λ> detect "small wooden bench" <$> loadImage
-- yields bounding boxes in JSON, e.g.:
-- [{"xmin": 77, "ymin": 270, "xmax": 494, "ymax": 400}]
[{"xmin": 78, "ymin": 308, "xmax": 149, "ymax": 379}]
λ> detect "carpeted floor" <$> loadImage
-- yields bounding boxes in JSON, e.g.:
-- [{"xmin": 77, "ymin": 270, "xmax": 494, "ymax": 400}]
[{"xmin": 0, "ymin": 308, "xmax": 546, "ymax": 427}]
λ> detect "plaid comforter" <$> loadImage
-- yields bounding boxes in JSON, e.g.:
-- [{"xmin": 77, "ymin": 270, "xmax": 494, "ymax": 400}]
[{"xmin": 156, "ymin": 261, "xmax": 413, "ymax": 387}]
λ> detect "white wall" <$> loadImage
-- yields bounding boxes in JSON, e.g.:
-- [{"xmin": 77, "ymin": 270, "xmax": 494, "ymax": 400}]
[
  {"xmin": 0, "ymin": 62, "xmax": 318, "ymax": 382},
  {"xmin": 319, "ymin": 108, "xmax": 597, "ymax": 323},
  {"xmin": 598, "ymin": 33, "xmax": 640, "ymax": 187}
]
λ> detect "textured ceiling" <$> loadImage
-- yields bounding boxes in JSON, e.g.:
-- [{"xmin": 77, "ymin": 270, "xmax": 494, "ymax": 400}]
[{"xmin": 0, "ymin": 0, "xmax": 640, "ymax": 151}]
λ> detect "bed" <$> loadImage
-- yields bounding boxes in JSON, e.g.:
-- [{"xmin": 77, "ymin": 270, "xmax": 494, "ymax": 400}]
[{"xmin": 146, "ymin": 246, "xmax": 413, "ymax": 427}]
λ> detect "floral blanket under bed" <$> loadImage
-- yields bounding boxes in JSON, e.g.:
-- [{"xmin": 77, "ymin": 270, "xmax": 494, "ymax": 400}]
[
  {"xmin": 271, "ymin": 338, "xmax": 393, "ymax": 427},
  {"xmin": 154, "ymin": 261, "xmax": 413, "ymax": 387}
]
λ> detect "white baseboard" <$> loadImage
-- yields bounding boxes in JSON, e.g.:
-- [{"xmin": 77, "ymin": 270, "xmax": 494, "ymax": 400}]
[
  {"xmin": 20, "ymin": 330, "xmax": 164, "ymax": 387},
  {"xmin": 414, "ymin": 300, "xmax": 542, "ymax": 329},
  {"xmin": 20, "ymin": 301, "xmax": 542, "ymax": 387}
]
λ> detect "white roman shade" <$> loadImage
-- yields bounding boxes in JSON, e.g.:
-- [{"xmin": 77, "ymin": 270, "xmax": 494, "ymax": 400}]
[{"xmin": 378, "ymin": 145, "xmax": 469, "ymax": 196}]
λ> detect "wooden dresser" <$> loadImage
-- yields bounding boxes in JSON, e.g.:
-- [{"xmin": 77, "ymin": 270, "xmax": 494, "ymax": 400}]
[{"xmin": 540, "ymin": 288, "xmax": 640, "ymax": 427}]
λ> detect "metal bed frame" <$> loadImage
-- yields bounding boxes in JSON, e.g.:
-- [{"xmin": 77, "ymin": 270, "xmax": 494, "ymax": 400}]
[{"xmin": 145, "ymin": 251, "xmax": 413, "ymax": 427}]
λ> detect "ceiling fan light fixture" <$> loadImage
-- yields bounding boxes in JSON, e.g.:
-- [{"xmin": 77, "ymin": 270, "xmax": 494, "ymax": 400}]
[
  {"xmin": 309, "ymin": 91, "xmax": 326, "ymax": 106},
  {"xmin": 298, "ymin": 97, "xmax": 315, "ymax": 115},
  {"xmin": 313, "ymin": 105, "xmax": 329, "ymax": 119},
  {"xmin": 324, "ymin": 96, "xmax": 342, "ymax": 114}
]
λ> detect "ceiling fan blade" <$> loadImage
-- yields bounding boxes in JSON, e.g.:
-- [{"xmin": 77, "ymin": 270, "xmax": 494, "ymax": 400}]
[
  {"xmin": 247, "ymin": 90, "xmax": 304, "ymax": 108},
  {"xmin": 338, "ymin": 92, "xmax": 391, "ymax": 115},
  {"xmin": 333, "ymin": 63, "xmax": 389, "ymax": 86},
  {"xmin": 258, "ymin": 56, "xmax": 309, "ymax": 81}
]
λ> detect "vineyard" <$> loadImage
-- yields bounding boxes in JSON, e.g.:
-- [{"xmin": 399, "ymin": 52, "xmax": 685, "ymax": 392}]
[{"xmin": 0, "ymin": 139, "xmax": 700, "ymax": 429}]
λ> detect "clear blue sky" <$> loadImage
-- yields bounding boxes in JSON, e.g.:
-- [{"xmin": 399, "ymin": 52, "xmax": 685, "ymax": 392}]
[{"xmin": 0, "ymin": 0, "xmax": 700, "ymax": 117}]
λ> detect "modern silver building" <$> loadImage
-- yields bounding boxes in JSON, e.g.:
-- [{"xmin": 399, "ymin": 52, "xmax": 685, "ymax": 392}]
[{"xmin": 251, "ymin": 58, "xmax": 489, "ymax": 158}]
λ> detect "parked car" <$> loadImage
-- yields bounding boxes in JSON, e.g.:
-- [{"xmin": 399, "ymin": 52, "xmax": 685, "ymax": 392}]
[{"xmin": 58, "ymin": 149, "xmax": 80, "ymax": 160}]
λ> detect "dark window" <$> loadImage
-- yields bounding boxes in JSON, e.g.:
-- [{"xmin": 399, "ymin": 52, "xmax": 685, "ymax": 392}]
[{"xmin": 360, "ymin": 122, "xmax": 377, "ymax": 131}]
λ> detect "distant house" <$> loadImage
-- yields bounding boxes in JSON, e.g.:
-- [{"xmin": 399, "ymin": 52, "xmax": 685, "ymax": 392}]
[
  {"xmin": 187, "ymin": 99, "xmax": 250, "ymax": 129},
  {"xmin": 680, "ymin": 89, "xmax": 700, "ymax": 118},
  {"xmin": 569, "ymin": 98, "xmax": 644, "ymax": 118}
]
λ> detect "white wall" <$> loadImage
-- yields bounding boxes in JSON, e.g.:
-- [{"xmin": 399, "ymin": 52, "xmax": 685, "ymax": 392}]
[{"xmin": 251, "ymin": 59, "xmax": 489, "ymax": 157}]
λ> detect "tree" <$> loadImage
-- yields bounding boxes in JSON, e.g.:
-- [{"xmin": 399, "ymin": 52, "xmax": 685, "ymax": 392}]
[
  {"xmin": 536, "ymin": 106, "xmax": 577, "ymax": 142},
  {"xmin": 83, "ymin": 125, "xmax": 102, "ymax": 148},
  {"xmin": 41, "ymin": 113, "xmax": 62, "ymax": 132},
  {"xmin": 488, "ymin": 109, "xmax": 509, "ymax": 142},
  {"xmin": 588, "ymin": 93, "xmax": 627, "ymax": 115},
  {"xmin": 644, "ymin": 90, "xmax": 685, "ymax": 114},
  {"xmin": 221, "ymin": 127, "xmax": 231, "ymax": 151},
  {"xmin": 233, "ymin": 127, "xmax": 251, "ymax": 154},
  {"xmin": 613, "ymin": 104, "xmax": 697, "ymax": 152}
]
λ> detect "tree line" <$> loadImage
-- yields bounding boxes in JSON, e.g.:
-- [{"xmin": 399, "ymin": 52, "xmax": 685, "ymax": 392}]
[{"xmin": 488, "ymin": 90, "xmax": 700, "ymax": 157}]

*Task to carry out:*
Pick out every line above that contains the word "white", and copy each one in full.

*Exercise response:*
λ> detect "white wall" <$> loadImage
λ> detect "white baseboard" <$> loadImage
λ> detect "white roman shade" <$> loadImage
λ> detect "white wall" <$> loadImage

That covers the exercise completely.